+++ PASSAGE GIVEN
It’s NATIONAL DONUT DAY!!!!!!!!!!!!!!!!!
Here is the description from the National Day Calendar website:
Each year on the first Friday in June, people participate in National Doughnut or Donut Day, celebrating the doughnut and honoring the Salvation Army Lassies. The Lassies were the women who served doughnuts to soldiers during WWI.
In 1917, the original “Salvation Army Doughnut” was first served by the ladies of the Salvation Army. It was during WWI that the Salvation Army Lassies went to the front lines of Europe. Home-cooked foods, provided by these brave volunteers, were a morale boost to the troops.
The doughnuts were often cooked in oil inside the metal helmets of American soldiers. American infantrymen were then commonly called “doughboys.” A more standard spelling of the word is “donut.”
In the USA, Dunkin’ Donuts is running the following celebration:
FREE Donuts Are Back!
National Donut Day is synonymous with free donuts at Dunkin’, and this year is no different. On June 7, head to any Dunkin’ location nationwide to enjoy a free classic donut of your choice with the purchase of any beverage while supplies last. It’s the perfect excuse to try a delicious drink from the new summer menu, like the Blueberry Donut Iced Coffee or the Vanilla Frosted Donut Iced Coffee Signature Latte.
https://news.dunkindonuts.com/blog/national-donut-day-2024
Below today’s video is the original recipe The Salvation Army used. Try it out this weekend! Then tell us how the donuts tasted!
(If you cannot see the embedded video in your newsletter email, please click the headline and go directly to our site to view it.)
Ingredients:
5 C flour
2 Csugar
5 tsp. baking powder
1 ‘saltspoon’ salt (1/4 tsp.)
++++++
**PROMPT A:** Format the entries below as a JSON list of strings, one string per line with blank lines omitted. Include only the span from the line containing "Task: pointing. Mark each instance of the green flower" up to and including the last line of the entries.
+++ EXERCISE MATERIAL
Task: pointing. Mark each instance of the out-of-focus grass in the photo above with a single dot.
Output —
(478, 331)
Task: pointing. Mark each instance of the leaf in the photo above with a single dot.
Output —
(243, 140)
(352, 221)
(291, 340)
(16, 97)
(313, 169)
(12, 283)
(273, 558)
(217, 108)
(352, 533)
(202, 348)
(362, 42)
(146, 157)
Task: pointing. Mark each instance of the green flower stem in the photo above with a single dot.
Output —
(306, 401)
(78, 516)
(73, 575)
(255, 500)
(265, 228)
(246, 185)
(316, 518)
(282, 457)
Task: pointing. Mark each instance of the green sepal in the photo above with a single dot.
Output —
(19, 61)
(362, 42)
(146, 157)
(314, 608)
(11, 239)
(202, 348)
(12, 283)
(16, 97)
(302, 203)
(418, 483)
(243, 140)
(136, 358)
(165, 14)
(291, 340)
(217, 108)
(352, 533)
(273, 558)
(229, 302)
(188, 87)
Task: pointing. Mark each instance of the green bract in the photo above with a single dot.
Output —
++++++
**PROMPT B:** Copy the National Donut Day passage word for word, from "In the USA, Dunkin’" up to and including "salt (1/4 tsp.)".

**RIGHT ANSWER A:**
[
  "Task: pointing. Mark each instance of the green flower stem in the photo above with a single dot.",
  "Output —",
  "(306, 401)",
  "(78, 516)",
  "(73, 575)",
  "(255, 500)",
  "(265, 228)",
  "(246, 185)",
  "(316, 518)",
  "(282, 457)",
  "Task: pointing. Mark each instance of the green sepal in the photo above with a single dot.",
  "Output —",
  "(19, 61)",
  "(362, 42)",
  "(146, 157)",
  "(314, 608)",
  "(11, 239)",
  "(202, 348)",
  "(12, 283)",
  "(16, 97)",
  "(302, 203)",
  "(418, 483)",
  "(243, 140)",
  "(136, 358)",
  "(165, 14)",
  "(291, 340)",
  "(217, 108)",
  "(352, 533)",
  "(273, 558)",
  "(229, 302)",
  "(188, 87)",
  "Task: pointing. Mark each instance of the green bract in the photo above with a single dot.",
  "Output —"
]

**RIGHT ANSWER B:**
In the USA, Dunkin’ Donuts is running the following celebration:
FREE Donuts Are Back!
National Donut Day is synonymous with free donuts at Dunkin’, and this year is no different. On June 7, head to any Dunkin’ location nationwide to enjoy a free classic donut of your choice with the purchase of any beverage while supplies last. It’s the perfect excuse to try a delicious drink from the new summer menu, like the Blueberry Donut Iced Coffee or the Vanilla Frosted Donut Iced Coffee Signature Latte.
https://news.dunkindonuts.com/blog/national-donut-day-2024
Below today’s video is the original recipe The Salvation Army used. Try it out this weekend! Then tell us how the donuts tasted!
(If you cannot see the embedded video in your newsletter email, please click the headline and go directly to our site to view it.)
Ingredients:
5 C flour
2 Csugar
5 tsp. baking powder
1 ‘saltspoon’ salt (1/4 tsp.)